*** Text block Section Begins ***

In Aunt Martha’s integrated model, your Primary Care Provider (PCP) helps to coordinate all of your care in one place. Working with your PCP and the other people on your Care Team, you have access to a wide range of health services, including:
- Preventive care, such as immunizations, school, work and sports physicals, and cancer screenings;
- Chronic care for conditions like asthma, hypertension, and diabetes; and,
- Acute care for symptoms like cough, stomach pain, or high fever.
When you have a regular PCP, you also benefit from knowing that other physicians and medical staff within the practice also know your medical history. By working closely together, the different members of your Care Team can more easily spot patterns in your health and recommend lifestyle changes to avoid the need for expensive specialty care. For example, simple testing during a visit with your PCP can reveal health problems, such as high blood pressure, that may go unnoticed leading to more serious issues later in life.
Different Types of Primary Care Providers
Different types of PCPs treat different people depending on the patient’s specific needs. For example:
- Family practitioners, or family medicine doctors, care for patients of all ages, from infants, kids and teens, to adults and the elderly.
- Pediatricians care for babies, kids, and teens.
- Internists, or internal medicine doctors, care for adults, but some see patients who are in their late teens.
- Adolescent medicine specialists are pediatricians or internists who have additional training in caring for teens.
- Combined internal medicine and pediatric specialists have training in both pediatrics and internal medicine, allowing them to bridge the gap between treating young patients and adults.
- Obstetricians and gynecologists specialize in women’s health issues and are sometimes PCPs for girls who have started menstruating.
- A nurse practitioner or physician assistant sometimes is the main provider a child sees at a doctor’s office.
Differences Between Your Provider’s Office and the Emergency Department
Primary Care Provider (PCP)
- You’ll pay your primary care copay, if you have one. This may cost you between $0 and $50.
- You go when you feel sick and when you feel well.
- You call ahead to make an appointment.
- You may have a short wait to be called after you arrive but you will generally be seen around your appointment time.
- You’ll usually see the same provider each time.
- Your provider will usually have access to your health record.
- Your provider works with you to monitor your chronic conditions and helps you improve your overall health.
- Your provider will check other areas of your health, not just the problem that brought you in that day.
- If you need to see other providers or manage your care, your provider can help you make a plan, get your medicines, and schedule your recommended follow-up visits or find specialists.

*** Text block Section Ends ***

▶ _Problems to solve_:
[A] Name every type of provider listed under the heading "Different Types of Primary Care Providers" in the primary care page.
[B] Answer these questions from the primary care page:
(i) What range does it give for the cost of a primary care copay?
(ii) Which conditions does it name as examples of chronic care?
(iii) Whom do pediatricians care for?
[C] From the primary care page, echo the passage that begins at the words "- A nurse practitioner" and stops after "your overall health.".

*** Extracted records Section Begins ***

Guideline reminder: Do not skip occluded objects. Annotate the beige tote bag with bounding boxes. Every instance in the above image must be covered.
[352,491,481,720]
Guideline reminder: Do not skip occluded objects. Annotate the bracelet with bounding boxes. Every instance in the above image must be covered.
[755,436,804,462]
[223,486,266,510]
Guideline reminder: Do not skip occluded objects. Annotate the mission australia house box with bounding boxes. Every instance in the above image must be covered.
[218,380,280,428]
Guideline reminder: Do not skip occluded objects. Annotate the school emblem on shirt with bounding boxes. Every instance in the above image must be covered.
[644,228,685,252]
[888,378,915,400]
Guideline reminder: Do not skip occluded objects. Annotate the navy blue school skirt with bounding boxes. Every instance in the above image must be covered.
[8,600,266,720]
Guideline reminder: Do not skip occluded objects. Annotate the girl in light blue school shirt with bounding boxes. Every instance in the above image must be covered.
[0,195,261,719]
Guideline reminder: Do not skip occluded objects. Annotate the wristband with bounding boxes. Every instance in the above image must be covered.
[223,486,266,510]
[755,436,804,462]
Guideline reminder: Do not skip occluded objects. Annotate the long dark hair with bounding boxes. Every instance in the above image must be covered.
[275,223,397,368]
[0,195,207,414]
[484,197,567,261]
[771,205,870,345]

*** Extracted records Section Ends ***

▶ _Solved problems_:
[A]
1. Family practitioners (family medicine doctors)
2. Pediatricians
3. Internists (internal medicine doctors)
4. Adolescent medicine specialists
5. Combined internal medicine and pediatric specialists
6. Obstetricians and gynecologists
7. A nurse practitioner or physician assistant

[B]
(i) Between $0 and $50.
(ii) Asthma, hypertension, and diabetes.
(iii) Babies, kids, and teens.

[C]
- A nurse practitioner or physician assistant sometimes is the main provider a child sees at a doctor’s office.
Differences Between Your Provider’s Office and the Emergency Department
Primary Care Provider (PCP)
- You’ll pay your primary care copay, if you have one. This may cost you between $0 and $50.
- You go when you feel sick and when you feel well.
- You call ahead to make an appointment.
- You may have a short wait to be called after you arrive but you will generally be seen around your appointment time.
- You’ll usually see the same provider each time.
- Your provider will usually have access to your health record.
- Your provider works with you to monitor your chronic conditions and helps you improve your overall health.